• Provided records
::::
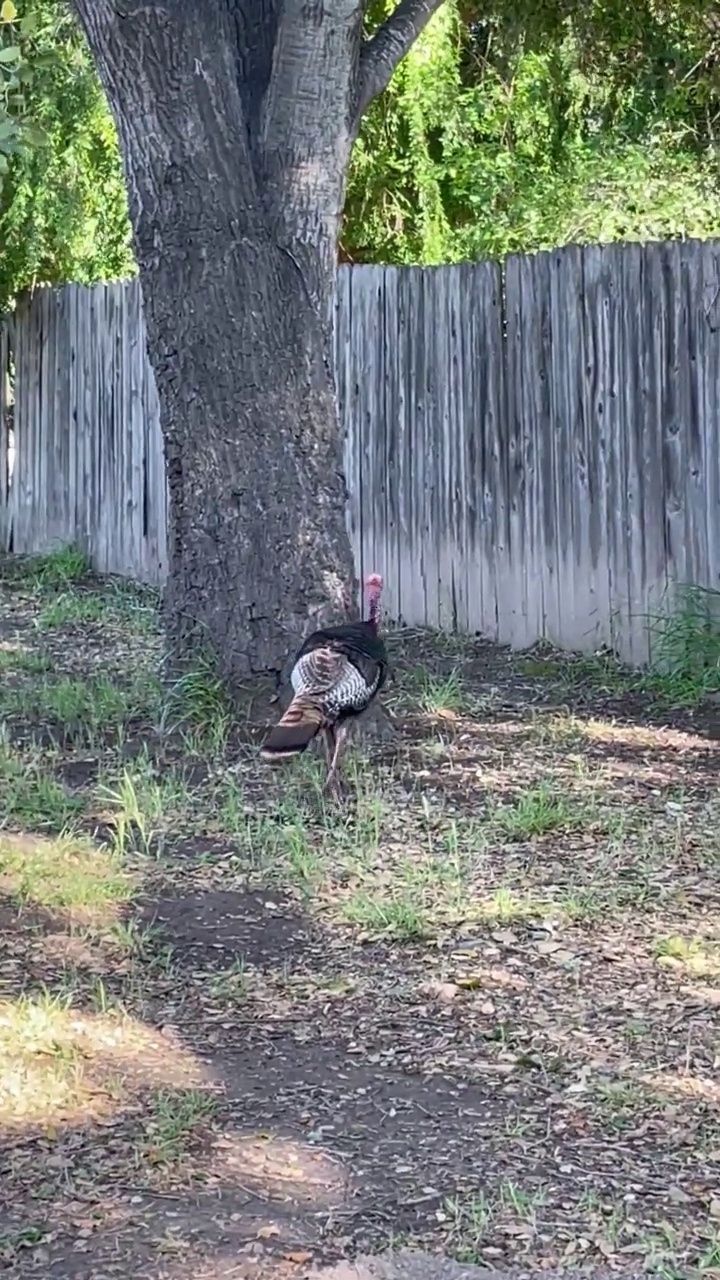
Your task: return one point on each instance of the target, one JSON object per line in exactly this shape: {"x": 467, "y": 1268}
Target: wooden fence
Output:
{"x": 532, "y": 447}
::::
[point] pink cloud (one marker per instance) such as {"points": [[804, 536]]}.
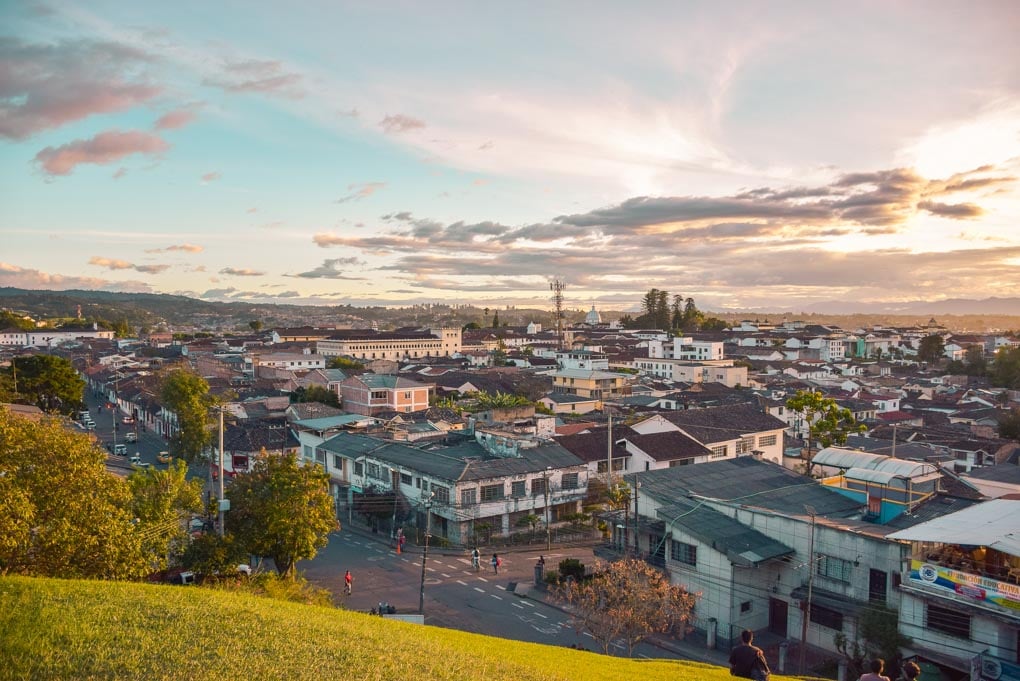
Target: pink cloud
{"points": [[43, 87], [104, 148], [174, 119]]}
::::
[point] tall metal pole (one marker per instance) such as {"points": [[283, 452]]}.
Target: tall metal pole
::::
• Prompt
The answer should consist of all lines from the records above that hold the word "instance".

• Task output
Your task: return one point on each instance of the target, one JSON object per line in exactly this shape: {"x": 467, "y": 1268}
[point] pink cloud (one marker per instance) such as {"points": [[804, 536]]}.
[point] tall metal pole (one marker per instance) such as {"points": [[283, 452]]}.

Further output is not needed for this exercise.